Natural Grocers is the latest US retailer to announce that is investigating a possible data breach involving customer payment cards.
The seller of natural and organic food, which has 93 stores in 15 US states, said it is investigating a possible data breach involving an “unauthorised intrusion targeting limited customer payment data”.
The company claims it has received no reports of any fraudulent use of payment cards from any customer, credit card company or financial institution.
However, sources in the financial industry have traced a pattern of fraud on customer credit and debit cards suggesting hackers have tapped into point of sales (POS) systems at Natural Grocers locations across the country, according to US investigative reporter Brian Krebs.
He wrote in an article on KrebsOnSecurity that Colorado-based Natural Grocers by Vitamin Cottage had hired a third-party data forensics firm, and law enforcement agencies were investigating the matter.
The company said there was no evidence card verification codes were accessed, and no personally identifiable information was involved.
Point of sale systems breached
The attackers are believed to have breached Natural Grocers in late December 2014 by exploiting weaknesses in the company’s database servers and then installed malware to steal card data on the company’s point of sale (POS) systems, said Krebs, citing a source with inside knowledge of the breach.
Natural Grocers said it had accelerated plans to upgrade the POS system in all its stores with a new PCI-compliant system that provides point-to-point encryption
The POS system features card readers that with accept the more secure payment cards based on the Europay, MasterCard and Visa (EMV) standard being rolled out across the US to help reduce card fraud in the same way it has done in Europe.
EMV is a global standard for the inter-operation of integrated circuit cards, known as chip and PIN in the UK. While EMV is not hack-proof, it provides more security than the magnetic stripe-based system, with a unique identifier for each transaction and user verification through a PIN code.
In October 2014, US president Barack Obama signed an executive order to speed up the adoption of EMV cards in the US, where most merchants have continued to rely on the less secure magnetic stripe cards. The executive order directs the federal government to lead by example in securing transactions and sensitive data.

§ **What needs to be done**: Pick up the article on the Natural Grocers card breach after its last sentence and keep writing it.

§ **Recorded data**:
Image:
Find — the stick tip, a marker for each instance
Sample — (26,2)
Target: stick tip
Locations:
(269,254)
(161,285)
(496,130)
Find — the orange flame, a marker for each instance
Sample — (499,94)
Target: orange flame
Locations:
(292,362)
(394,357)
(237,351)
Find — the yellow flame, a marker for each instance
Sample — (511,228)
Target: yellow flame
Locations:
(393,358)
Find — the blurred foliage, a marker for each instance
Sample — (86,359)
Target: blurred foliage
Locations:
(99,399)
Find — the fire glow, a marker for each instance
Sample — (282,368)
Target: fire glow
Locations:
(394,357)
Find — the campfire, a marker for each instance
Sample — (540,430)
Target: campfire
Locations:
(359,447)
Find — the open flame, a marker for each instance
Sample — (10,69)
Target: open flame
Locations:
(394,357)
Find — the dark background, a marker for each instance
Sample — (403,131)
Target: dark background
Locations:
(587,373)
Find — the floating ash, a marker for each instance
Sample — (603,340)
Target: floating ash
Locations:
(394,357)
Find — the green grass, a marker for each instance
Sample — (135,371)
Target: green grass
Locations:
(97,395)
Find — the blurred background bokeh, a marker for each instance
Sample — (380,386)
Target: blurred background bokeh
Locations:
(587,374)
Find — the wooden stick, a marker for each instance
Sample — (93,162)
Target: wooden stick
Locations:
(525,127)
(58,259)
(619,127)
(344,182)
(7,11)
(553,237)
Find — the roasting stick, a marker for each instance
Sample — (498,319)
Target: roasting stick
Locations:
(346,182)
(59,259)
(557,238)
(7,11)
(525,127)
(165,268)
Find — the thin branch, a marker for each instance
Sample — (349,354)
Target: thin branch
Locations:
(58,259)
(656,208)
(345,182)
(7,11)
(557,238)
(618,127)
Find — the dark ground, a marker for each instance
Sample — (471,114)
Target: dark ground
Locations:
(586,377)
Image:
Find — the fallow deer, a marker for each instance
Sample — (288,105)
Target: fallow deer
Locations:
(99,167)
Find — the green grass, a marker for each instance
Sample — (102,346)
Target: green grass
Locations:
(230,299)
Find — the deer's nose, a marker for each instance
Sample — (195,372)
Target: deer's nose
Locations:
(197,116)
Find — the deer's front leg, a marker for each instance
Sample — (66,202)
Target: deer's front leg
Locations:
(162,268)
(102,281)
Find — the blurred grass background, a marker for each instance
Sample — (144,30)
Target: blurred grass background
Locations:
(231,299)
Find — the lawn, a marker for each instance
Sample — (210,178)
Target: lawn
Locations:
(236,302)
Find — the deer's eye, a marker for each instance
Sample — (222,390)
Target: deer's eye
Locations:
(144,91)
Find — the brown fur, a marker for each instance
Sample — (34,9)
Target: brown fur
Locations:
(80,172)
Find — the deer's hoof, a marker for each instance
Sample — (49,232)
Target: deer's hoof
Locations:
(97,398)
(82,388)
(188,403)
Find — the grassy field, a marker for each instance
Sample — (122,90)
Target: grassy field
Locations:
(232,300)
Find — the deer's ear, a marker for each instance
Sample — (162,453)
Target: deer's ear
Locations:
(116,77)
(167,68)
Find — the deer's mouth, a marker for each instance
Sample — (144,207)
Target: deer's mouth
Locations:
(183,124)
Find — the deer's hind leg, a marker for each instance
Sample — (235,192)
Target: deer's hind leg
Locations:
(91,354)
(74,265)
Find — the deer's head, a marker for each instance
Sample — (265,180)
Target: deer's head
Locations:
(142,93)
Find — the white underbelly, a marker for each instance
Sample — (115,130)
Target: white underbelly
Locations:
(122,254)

§ **Result**:
With more than 100 million US citizens falling victim to data breaches in 2014, and millions suffering from credit card fraud and identity crimes, there is a need to move to stronger, more secure technologies that better secure transactions and safeguard sensitive data, the White House said in a statement.
Retail card data spree
US retailers hit by breaches of payment card data include Home Depot, Supervalu, Neiman Marcus and Target, which could be facing costs of more than $1bn relating to its breach in late 2013.
Security experts say the breach could cost way more than the $162m declared in the company in the company’s annual financial report.
Target said $191m of gross expense in 2014 was partially offset by the recognition of a $46m insurance receivable, while the 2013 net expense related to the data breach was $17m.
However, more expenses could be on their way after a judge gave financial institutions the go-ahead in December 2014 to proceed with their lawsuit against Target over losses associated with the attack.
A class action lawsuit alleging Target customers were harmed by the breach that made their personal information vulnerable was reportedly given the go-ahead in January 2015.
The retail industry accounted for 11% of all data breaches in 2014, according to the latest breach report from Gemalto.
The report said the retail industry’s share of data records compromised increased to 55% in 2014, compared with 29% in 2013 due to an increased number of attacks that targeted POS systems.